## GIVEN RECORDS
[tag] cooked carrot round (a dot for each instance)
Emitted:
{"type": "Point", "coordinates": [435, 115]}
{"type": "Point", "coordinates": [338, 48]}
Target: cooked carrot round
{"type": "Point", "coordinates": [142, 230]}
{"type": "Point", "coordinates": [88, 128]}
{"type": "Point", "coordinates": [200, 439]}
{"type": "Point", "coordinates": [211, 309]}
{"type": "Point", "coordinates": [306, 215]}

## THE REQUEST
Rescale the listing above by reproducing every line, requests included, and multiplying each point coordinate after the "Target:" lines by 0.75. Round each result to a whole number, with halves rounded up, and leave all other lines unchanged.

## THE REPLY
[tag] cooked carrot round (a dot for each instance)
Emitted:
{"type": "Point", "coordinates": [435, 115]}
{"type": "Point", "coordinates": [338, 48]}
Target: cooked carrot round
{"type": "Point", "coordinates": [107, 173]}
{"type": "Point", "coordinates": [66, 96]}
{"type": "Point", "coordinates": [150, 329]}
{"type": "Point", "coordinates": [158, 232]}
{"type": "Point", "coordinates": [230, 161]}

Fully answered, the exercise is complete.